▶ **Required task**
Count the lines in the material below that contain the string "doorway", matching case exactly, and give only the number.

▶ **Data extract**
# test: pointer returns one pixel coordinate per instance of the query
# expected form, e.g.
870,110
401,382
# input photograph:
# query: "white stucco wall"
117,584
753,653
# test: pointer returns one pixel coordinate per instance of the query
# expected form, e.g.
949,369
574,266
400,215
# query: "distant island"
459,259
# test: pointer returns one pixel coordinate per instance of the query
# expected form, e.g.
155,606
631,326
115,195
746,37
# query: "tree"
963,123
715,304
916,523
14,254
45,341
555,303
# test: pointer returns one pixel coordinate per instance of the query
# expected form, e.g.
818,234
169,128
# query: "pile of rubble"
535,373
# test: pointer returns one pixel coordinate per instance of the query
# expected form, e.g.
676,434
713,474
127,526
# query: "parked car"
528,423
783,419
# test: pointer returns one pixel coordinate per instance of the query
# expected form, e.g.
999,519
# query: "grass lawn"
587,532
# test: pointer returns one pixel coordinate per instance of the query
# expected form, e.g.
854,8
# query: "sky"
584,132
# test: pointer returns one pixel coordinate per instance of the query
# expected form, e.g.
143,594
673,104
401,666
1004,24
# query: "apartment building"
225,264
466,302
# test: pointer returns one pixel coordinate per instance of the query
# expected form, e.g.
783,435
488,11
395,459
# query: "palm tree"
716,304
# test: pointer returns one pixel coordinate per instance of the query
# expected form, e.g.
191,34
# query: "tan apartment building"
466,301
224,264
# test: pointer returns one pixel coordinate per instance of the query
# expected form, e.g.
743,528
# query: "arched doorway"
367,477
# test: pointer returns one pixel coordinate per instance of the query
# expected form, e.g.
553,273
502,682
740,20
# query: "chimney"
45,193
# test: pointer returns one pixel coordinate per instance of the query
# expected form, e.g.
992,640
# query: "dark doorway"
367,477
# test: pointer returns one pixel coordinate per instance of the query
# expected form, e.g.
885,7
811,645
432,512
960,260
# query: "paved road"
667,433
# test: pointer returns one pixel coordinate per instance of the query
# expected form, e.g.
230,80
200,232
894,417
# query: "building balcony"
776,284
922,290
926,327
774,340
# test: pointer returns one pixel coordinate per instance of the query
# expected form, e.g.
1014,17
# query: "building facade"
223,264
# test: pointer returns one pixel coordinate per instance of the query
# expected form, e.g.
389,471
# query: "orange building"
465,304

▶ **Answer to the problem**
2